### [WORK REQUIRED]
Find the line that contains "Can you find the water ripple", then repeat it and each line after it to the end of the records, exactly.

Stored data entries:
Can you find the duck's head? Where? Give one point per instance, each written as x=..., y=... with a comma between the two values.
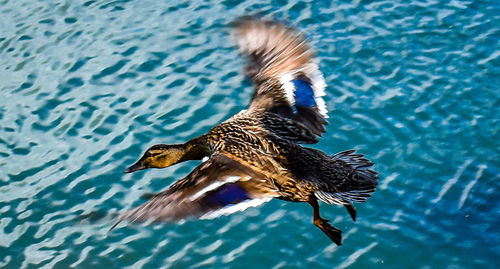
x=158, y=156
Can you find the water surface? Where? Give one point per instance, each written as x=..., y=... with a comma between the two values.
x=86, y=86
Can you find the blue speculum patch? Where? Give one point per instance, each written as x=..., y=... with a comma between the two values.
x=304, y=94
x=228, y=194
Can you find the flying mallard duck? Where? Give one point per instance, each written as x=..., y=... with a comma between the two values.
x=255, y=155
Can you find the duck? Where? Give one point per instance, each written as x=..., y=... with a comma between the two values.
x=259, y=154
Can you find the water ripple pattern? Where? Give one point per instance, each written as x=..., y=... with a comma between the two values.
x=86, y=86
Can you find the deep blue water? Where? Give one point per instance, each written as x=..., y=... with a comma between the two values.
x=87, y=86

### [RESPONSE FOR THIS EXERCISE]
Can you find the water ripple pattern? Where? Give one point per instance, each written as x=..., y=... with a comma between the two values.
x=86, y=86
Can you find the deep blue water? Where? Give one point per instance, each written as x=..., y=... with a comma between the two values.
x=87, y=86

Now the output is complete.